__About this exercise__
Output the full listing verbatim.

__Records for this exercise__
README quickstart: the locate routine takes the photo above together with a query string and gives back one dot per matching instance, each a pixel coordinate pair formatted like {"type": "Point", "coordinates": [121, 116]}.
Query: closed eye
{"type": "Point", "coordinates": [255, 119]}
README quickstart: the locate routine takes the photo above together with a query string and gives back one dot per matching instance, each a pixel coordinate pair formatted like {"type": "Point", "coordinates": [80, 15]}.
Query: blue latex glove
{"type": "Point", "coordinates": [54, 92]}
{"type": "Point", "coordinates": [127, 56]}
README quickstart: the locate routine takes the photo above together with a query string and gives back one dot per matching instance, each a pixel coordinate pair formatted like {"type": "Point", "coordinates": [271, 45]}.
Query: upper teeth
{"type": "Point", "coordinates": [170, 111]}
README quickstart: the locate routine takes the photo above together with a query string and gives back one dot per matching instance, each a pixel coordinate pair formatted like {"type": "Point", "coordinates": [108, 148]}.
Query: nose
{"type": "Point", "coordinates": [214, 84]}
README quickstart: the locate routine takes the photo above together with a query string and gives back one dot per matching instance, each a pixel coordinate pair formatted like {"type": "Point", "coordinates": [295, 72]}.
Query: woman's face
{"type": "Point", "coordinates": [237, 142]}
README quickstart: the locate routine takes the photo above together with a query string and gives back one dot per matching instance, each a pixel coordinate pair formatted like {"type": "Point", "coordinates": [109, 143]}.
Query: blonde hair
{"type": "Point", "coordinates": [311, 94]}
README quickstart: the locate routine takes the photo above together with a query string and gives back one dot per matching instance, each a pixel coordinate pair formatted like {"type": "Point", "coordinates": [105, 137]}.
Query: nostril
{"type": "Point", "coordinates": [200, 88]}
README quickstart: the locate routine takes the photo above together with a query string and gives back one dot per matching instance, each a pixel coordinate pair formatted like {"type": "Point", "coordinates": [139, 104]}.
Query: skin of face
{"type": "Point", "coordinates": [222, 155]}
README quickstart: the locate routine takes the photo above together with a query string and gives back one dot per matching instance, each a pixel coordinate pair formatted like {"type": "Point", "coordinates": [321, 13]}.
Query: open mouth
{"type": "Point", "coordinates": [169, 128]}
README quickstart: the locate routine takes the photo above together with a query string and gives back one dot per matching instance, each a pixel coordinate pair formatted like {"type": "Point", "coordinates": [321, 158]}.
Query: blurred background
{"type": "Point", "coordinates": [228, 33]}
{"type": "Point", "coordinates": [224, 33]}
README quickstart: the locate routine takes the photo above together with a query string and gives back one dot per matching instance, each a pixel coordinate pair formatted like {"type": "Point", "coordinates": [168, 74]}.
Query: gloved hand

__Solution to this problem__
README quickstart: the locate routine takes the photo above together with a query string and gives back one dot per matching instance, each a pixel coordinate pair formatted like {"type": "Point", "coordinates": [121, 116]}.
Query: closed eye
{"type": "Point", "coordinates": [255, 119]}
README quickstart: the locate routine takes the photo above together with a query string and gives back one dot per matching instance, each a pixel coordinate pair formatted like {"type": "Point", "coordinates": [80, 15]}.
Query: blue latex glove
{"type": "Point", "coordinates": [54, 92]}
{"type": "Point", "coordinates": [127, 56]}
README quickstart: the locate routine takes the photo above together with a query string and gives back one dot per matching instance, each a pixel coordinate pair formatted like {"type": "Point", "coordinates": [271, 45]}.
Query: upper teeth
{"type": "Point", "coordinates": [170, 111]}
README quickstart: the locate routine takes the photo above together with a query string and gives back one dot per matching instance, each a pixel coordinate pair formatted like {"type": "Point", "coordinates": [108, 148]}.
Query: nose
{"type": "Point", "coordinates": [214, 84]}
README quickstart: the locate routine takes the photo above together with a query string and gives back one dot per matching instance, each a pixel coordinate pair formatted like {"type": "Point", "coordinates": [295, 72]}.
Query: woman's face
{"type": "Point", "coordinates": [237, 142]}
README quickstart: the locate routine takes the photo above together with a query string and gives back one dot per matching instance, each a pixel coordinate pair formatted like {"type": "Point", "coordinates": [109, 143]}.
Query: blonde hair
{"type": "Point", "coordinates": [311, 94]}
README quickstart: the locate routine takes the photo above together with a query string and gives back one dot per matching instance, each a pixel coordinate pair formatted like {"type": "Point", "coordinates": [105, 137]}.
Query: nostril
{"type": "Point", "coordinates": [200, 88]}
README quickstart: the locate routine takes the photo above together with a query string and gives back one dot per matching instance, each a pixel coordinate pair formatted like {"type": "Point", "coordinates": [139, 104]}.
Query: skin of face
{"type": "Point", "coordinates": [222, 155]}
README quickstart: the locate routine takes the photo above together with a query string and gives back one dot per matching instance, each a pixel coordinate pair formatted like {"type": "Point", "coordinates": [321, 13]}.
Query: open mouth
{"type": "Point", "coordinates": [169, 128]}
README quickstart: the locate routine takes the photo above together with a query string and gives back one dot per matching instance, each a pixel coordinate pair formatted like {"type": "Point", "coordinates": [321, 158]}.
Query: blurred background
{"type": "Point", "coordinates": [228, 33]}
{"type": "Point", "coordinates": [224, 33]}
README quickstart: the locate routine takes the photo above together with a query string and gives back one dot per matching instance, each a pixel coordinate pair formatted like {"type": "Point", "coordinates": [168, 74]}.
Query: gloved hand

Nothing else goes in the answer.